-- GIVEN INSTRUCTION --
Locate every line in the rows below that contains the string "field", and copy each of those lines.

[Location labeling records]

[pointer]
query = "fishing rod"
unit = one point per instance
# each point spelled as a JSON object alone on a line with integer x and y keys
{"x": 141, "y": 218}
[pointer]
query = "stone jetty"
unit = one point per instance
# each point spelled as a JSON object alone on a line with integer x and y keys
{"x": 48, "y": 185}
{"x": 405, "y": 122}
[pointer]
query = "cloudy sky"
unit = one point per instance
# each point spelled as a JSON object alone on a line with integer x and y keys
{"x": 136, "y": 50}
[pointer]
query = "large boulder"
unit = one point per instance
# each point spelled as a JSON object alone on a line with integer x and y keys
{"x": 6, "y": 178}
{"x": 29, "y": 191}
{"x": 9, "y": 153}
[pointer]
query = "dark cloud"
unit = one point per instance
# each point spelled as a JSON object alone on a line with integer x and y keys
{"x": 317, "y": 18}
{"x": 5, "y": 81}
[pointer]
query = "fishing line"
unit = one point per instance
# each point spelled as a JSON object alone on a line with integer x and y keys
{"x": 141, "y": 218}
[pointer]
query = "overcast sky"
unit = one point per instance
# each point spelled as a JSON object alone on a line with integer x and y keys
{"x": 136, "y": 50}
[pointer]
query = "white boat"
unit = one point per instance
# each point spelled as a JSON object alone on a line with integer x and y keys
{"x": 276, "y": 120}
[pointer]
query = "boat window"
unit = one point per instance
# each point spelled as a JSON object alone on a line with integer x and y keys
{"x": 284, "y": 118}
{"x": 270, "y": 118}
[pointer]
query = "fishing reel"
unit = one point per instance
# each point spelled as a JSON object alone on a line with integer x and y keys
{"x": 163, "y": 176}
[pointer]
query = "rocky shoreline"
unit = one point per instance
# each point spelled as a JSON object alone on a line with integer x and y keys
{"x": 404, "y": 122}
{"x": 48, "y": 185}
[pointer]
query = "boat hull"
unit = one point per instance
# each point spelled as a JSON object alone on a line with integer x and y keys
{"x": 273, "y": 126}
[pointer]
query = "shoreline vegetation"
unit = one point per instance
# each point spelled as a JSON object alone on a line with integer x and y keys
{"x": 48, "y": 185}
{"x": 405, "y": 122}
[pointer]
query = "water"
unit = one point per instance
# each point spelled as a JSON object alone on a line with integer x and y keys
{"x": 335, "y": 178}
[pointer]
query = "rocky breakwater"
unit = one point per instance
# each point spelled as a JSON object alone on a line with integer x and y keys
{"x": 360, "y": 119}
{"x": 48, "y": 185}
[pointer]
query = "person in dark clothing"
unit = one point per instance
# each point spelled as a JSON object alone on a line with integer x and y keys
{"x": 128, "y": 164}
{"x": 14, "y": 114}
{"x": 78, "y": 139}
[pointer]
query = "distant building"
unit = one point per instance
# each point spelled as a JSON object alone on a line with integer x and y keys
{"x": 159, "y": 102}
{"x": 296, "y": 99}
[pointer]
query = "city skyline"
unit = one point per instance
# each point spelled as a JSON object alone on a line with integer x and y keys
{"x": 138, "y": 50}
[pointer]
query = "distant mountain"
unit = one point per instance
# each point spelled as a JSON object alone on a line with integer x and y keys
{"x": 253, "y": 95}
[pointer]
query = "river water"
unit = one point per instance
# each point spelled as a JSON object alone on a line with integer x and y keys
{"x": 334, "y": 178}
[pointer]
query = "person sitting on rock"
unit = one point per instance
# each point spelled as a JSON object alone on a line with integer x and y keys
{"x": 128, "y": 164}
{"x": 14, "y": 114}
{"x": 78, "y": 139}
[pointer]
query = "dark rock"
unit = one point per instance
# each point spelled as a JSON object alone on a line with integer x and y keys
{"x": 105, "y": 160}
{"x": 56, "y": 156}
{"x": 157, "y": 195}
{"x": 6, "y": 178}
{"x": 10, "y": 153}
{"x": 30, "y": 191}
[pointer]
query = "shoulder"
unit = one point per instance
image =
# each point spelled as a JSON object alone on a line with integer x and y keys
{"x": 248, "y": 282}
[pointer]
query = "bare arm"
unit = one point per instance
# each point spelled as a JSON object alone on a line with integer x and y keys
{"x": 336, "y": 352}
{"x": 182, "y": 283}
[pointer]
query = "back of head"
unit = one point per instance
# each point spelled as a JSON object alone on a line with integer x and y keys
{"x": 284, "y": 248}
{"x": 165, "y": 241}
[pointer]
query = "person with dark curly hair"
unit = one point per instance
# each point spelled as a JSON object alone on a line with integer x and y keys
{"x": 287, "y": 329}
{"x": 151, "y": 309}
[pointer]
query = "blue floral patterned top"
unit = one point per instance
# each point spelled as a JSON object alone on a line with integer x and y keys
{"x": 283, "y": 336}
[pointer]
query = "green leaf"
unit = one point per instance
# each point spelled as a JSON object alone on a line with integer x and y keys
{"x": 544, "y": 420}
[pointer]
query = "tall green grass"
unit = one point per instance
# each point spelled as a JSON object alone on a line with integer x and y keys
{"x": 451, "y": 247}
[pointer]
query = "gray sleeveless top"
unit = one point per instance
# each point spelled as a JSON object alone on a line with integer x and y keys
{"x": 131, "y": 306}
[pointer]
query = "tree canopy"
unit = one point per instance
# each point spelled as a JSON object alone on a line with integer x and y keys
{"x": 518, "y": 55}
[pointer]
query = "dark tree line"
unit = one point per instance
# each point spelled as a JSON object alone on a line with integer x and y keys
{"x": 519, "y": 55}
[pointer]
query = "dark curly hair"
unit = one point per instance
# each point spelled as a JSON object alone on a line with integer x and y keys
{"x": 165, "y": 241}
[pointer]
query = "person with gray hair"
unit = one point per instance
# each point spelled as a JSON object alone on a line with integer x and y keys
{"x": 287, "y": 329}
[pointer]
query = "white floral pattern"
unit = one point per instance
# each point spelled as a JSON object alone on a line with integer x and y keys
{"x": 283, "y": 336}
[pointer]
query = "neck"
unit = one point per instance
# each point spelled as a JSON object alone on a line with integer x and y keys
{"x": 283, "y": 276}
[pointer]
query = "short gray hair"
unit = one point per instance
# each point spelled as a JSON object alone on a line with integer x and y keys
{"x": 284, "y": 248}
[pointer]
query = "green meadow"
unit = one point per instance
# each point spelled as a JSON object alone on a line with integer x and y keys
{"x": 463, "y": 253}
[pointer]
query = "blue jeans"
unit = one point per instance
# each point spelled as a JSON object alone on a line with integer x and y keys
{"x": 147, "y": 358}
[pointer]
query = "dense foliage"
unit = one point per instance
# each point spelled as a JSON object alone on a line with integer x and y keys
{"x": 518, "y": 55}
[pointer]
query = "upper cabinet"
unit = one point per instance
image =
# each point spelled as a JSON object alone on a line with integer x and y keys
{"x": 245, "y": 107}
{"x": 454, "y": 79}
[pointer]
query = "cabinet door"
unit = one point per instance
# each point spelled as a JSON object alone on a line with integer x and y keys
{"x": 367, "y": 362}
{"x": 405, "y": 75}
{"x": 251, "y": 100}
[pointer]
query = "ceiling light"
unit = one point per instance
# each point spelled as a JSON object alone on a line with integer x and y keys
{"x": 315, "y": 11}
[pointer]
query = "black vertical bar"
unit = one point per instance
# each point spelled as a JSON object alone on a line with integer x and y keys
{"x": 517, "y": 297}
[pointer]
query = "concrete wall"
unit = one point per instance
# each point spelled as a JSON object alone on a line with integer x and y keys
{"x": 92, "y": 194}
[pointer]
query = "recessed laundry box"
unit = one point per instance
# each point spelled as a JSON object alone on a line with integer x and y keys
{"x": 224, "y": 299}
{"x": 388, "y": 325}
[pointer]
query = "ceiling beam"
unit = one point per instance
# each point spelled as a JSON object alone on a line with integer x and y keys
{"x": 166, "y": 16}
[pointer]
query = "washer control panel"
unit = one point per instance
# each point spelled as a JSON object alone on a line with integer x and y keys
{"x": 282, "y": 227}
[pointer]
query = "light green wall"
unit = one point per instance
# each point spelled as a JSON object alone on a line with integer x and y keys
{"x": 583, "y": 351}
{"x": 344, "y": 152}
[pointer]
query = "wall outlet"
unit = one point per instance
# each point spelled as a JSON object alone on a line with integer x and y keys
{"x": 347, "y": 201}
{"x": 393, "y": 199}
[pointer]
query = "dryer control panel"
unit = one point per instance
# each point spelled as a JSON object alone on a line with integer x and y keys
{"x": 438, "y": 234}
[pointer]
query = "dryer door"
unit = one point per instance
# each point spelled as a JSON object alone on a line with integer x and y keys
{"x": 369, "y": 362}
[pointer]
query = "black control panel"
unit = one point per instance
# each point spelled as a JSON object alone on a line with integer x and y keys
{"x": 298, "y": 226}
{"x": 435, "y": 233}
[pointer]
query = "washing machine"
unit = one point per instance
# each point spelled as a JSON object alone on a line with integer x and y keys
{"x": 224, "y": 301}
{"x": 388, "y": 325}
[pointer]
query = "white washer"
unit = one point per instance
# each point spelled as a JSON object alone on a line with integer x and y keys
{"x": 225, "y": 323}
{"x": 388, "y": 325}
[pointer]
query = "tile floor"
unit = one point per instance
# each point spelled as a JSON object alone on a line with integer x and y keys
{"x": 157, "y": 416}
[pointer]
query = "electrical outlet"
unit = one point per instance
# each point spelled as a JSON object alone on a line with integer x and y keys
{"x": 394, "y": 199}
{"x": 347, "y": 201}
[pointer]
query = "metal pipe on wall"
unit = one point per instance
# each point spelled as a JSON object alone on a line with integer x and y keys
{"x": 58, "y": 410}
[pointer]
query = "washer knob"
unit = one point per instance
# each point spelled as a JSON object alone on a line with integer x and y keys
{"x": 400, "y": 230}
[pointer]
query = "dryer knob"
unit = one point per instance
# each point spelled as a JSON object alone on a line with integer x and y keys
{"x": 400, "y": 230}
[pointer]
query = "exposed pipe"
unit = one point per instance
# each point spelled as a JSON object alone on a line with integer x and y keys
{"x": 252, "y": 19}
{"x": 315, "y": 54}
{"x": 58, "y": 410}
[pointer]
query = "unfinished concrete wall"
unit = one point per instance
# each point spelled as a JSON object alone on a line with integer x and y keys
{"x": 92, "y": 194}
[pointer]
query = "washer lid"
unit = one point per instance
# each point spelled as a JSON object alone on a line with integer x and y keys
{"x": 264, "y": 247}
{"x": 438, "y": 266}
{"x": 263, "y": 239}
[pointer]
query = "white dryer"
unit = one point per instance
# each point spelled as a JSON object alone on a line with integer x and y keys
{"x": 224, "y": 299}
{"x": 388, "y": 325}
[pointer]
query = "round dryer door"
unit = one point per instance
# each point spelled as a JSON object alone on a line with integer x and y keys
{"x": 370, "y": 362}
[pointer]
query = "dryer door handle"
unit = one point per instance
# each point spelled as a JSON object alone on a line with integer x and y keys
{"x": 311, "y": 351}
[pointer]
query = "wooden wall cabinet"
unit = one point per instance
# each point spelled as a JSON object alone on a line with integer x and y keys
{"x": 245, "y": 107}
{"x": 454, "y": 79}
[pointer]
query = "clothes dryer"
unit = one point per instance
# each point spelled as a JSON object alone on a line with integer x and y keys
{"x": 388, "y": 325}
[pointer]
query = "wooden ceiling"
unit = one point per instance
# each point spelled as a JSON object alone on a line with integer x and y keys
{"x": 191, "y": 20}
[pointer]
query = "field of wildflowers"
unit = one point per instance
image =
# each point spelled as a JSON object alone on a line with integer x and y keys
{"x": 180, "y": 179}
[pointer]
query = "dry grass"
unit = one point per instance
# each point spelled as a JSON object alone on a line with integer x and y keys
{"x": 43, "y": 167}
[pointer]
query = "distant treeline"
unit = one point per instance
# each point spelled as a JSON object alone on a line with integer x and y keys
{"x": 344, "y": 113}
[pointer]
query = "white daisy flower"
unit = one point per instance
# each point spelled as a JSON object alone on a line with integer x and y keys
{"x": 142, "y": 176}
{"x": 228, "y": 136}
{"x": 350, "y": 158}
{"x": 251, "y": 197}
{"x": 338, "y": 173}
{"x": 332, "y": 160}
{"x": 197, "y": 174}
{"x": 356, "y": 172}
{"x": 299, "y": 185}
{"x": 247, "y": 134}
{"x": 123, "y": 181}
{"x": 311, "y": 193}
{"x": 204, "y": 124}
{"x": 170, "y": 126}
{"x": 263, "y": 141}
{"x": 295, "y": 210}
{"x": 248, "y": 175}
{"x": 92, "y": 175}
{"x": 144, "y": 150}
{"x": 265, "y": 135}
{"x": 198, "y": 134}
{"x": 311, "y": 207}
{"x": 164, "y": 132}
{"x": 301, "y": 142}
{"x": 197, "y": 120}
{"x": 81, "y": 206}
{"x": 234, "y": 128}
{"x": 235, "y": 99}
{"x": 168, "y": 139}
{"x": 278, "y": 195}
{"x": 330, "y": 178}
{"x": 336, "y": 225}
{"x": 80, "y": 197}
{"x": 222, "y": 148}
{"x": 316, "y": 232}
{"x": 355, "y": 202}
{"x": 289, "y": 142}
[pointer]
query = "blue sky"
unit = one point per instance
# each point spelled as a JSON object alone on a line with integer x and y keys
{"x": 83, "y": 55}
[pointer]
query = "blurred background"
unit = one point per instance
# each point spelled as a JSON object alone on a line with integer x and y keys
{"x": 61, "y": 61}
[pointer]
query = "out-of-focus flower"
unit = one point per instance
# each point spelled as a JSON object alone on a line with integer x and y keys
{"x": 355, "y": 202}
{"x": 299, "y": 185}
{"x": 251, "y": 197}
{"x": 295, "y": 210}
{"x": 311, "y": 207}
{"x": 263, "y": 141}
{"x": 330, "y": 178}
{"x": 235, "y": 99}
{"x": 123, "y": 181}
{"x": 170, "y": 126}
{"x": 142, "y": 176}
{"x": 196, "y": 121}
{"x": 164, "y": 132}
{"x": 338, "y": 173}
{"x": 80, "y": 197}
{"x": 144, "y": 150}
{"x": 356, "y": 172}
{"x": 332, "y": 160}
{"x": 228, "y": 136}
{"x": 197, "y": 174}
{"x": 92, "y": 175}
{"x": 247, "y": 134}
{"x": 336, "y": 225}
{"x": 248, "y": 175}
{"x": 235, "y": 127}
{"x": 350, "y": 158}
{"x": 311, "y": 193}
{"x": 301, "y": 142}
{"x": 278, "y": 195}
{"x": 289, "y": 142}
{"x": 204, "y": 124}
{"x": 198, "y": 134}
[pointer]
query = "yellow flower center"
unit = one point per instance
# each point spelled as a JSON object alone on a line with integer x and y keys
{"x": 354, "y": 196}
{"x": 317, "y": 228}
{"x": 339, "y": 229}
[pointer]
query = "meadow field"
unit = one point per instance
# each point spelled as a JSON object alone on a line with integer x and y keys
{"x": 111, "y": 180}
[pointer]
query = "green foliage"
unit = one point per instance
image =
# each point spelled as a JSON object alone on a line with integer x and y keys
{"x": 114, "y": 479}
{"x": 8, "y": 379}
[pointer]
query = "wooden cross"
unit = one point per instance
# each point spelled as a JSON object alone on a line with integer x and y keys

-- REPLY --
query = "field of wildflowers"
query = "meadow field"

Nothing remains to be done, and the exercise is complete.